Data records:

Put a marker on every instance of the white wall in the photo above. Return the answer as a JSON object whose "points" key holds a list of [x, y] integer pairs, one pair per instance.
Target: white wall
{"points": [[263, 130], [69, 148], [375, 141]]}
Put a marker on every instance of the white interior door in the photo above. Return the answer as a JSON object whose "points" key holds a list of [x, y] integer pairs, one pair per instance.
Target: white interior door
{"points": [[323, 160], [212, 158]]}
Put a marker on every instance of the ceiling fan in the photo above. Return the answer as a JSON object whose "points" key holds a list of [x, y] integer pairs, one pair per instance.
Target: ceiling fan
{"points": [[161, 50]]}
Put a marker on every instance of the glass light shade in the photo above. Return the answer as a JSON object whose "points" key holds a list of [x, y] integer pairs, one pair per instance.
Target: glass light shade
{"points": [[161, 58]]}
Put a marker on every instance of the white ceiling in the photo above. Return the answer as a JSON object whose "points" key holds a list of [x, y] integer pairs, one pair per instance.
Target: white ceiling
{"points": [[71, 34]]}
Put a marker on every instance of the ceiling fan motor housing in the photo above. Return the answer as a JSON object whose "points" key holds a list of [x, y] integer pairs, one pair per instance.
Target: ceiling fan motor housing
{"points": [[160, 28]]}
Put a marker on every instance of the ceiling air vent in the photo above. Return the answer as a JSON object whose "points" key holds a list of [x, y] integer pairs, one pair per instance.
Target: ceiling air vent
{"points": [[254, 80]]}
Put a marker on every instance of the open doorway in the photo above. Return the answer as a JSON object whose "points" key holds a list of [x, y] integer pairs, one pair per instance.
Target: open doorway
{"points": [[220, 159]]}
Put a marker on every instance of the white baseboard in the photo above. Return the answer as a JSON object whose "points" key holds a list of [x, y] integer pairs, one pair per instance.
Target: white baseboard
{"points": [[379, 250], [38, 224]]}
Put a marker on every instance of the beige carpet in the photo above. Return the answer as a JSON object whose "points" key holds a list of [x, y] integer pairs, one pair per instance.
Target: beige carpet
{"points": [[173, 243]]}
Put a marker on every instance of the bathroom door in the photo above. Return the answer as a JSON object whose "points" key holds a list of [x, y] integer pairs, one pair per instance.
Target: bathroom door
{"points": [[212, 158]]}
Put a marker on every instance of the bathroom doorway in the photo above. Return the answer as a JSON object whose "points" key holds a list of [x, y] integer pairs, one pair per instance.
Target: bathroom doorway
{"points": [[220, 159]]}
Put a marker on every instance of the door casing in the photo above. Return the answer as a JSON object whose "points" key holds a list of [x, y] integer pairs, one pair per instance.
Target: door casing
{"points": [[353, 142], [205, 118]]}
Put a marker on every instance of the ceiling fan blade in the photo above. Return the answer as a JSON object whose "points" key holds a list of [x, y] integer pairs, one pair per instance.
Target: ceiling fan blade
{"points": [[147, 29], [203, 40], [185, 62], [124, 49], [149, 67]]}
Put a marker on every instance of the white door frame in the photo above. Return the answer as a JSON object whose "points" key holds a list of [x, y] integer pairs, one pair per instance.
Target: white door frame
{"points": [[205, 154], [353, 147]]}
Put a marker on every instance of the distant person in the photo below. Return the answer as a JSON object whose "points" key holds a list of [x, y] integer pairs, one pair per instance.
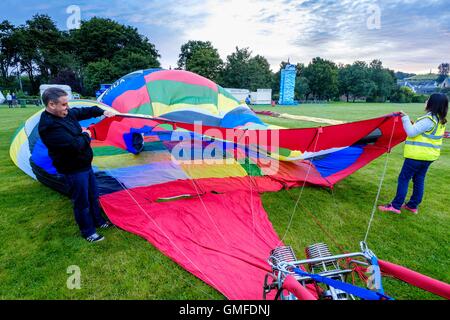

Task statement: Please change "door frame" to "window frame" in the items from the line with "Put a marker on every instance of the white door" through the end of the items, keeping everything else unchanged. Leave the pictures out of your answer.

Completed exercise:
Put a marker on every instance of the white window frame in the photo above. Return the answer as a JSON object whose "points" key holds a list of [x, y] integer pairs, one pair per instance.
Target: white window frame
{"points": [[205, 154], [353, 147]]}
Put a marker on every instance of the distant person in the photo below. Return the answer as a JSON object whose "points" key holds a list of [x, y] integer pairs, one pair per instance.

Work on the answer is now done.